Copy each line of the following data that contains "paving".
START Data to process
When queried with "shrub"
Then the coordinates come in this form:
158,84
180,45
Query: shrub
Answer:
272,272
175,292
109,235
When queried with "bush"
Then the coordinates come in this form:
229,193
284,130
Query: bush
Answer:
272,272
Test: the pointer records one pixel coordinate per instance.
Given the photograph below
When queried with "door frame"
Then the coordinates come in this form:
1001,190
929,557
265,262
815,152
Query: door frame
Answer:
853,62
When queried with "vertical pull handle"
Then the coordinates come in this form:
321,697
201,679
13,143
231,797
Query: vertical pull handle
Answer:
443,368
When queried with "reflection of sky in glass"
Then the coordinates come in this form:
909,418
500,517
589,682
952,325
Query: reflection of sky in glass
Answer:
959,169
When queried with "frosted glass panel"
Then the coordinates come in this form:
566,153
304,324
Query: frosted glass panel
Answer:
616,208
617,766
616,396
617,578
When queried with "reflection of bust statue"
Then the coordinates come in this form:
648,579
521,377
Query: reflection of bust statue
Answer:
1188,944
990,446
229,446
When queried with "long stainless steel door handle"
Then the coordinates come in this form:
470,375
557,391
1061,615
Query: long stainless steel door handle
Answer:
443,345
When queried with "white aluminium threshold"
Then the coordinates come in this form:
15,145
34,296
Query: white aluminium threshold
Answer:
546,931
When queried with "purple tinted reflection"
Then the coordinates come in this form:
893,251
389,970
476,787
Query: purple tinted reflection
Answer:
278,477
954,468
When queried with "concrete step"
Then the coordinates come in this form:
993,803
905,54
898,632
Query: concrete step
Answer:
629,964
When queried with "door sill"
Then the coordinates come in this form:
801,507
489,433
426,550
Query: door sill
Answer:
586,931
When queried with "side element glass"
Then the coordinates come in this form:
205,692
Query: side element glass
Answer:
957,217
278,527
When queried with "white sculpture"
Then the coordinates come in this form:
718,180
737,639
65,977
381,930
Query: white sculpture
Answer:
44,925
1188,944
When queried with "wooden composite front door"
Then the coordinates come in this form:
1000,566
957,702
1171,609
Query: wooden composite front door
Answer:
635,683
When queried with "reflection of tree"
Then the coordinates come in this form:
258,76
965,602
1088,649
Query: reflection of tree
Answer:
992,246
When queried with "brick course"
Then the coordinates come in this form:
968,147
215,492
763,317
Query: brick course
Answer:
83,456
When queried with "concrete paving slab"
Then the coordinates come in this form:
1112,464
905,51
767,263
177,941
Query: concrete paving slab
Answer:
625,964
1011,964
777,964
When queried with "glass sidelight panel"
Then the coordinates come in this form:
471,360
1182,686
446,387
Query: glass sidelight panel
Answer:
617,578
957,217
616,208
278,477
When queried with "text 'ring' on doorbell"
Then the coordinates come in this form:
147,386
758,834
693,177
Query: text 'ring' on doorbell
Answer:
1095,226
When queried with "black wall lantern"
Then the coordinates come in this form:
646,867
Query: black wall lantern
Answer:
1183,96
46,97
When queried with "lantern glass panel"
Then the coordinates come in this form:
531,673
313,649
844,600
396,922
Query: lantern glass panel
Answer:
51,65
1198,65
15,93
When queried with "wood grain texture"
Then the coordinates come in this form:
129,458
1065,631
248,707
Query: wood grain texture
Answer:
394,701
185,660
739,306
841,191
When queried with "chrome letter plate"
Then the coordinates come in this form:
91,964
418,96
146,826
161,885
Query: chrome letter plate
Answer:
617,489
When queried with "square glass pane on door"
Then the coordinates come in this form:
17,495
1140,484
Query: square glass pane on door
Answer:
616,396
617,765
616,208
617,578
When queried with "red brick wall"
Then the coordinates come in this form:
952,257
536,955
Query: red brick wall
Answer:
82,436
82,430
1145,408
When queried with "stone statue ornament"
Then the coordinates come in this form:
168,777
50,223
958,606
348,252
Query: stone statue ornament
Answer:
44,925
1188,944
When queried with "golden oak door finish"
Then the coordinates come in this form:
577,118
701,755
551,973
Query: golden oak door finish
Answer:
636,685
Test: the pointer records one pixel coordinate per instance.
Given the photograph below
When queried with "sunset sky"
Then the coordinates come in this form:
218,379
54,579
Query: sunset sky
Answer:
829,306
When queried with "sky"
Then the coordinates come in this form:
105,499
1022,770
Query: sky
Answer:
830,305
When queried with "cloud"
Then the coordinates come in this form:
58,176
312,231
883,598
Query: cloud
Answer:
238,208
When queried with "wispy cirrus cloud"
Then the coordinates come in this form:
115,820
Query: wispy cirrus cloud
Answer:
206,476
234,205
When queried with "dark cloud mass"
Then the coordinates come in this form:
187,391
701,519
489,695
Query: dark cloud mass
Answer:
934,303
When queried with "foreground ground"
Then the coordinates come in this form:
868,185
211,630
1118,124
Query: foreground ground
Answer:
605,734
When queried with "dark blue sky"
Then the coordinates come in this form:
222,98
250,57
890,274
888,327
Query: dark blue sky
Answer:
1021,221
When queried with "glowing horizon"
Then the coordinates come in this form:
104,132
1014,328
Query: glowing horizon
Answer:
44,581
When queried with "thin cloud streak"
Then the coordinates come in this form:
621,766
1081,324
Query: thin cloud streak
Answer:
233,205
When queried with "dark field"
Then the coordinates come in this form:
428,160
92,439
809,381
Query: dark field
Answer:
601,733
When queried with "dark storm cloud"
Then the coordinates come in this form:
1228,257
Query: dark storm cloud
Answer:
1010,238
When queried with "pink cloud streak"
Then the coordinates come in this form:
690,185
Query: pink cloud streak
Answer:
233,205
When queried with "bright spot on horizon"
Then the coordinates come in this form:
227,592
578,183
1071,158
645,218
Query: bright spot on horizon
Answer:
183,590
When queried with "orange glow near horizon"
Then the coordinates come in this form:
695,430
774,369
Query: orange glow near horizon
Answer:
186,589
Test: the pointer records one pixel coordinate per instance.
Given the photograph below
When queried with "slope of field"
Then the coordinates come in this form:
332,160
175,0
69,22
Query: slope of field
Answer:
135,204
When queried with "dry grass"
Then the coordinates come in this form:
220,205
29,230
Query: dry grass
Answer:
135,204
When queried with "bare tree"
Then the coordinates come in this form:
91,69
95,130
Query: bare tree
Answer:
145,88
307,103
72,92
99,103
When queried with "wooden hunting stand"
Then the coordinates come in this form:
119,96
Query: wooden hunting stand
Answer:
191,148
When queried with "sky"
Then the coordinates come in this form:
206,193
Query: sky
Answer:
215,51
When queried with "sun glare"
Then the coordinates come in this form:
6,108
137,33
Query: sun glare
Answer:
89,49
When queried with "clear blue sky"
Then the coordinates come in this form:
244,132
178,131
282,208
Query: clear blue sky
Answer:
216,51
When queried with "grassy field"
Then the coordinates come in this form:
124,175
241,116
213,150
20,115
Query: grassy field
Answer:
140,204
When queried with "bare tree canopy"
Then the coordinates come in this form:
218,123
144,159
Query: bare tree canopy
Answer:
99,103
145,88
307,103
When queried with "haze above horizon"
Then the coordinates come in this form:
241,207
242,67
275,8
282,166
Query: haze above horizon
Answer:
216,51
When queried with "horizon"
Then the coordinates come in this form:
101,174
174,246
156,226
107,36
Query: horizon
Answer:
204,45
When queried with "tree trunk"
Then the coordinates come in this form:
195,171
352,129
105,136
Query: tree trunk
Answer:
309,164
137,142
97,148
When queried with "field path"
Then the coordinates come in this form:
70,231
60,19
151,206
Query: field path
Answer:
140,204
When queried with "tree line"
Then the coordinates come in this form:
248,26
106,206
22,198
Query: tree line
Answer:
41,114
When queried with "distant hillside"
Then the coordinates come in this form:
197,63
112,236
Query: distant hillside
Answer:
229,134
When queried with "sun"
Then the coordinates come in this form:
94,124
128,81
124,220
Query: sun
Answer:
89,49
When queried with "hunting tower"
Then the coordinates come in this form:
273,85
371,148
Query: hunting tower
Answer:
END Data to process
◆ **Exercise output**:
When queried with "concrete paving slab"
Query: concrete paving slab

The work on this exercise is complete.